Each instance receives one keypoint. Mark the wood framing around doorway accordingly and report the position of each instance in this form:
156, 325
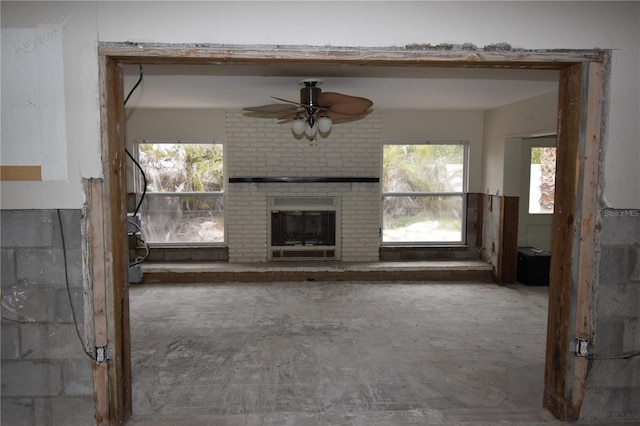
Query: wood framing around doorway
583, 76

☆ ☆ ☆ ☆ ☆

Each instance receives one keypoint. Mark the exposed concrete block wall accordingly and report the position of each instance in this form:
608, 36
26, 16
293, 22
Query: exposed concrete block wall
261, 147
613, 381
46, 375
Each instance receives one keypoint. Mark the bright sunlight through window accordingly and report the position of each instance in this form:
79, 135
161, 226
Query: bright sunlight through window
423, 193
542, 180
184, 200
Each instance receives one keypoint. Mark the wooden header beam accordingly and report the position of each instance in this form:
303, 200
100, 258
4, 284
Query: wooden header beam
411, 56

☆ ☆ ☆ ☆ ☆

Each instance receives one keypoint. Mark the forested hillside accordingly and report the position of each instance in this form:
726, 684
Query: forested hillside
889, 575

☆ ☆ ☆ ☆ ☆

__Instructions to follow__.
Go through the listing above and copy each line in which the string "this" is found.

__Finished task__.
Each instance receives one keypoint. Mark the wood framing around doorway accordingly and report the position of each instance in this form:
Each instance receives one keypoint. Mark the exposed concrete block wall accordingly and report the position of each instance in this form:
Each instance receives one keypoint. Mark the bright sunlight through window accordingly and report the position of each instance in this form:
Each instance receives one keypoint. Mark the wooden header beam accordingly and report the position of each instance in this form:
Each instance receives one keypoint. Mark the forested hillside accordingly and report the position of each instance in this form:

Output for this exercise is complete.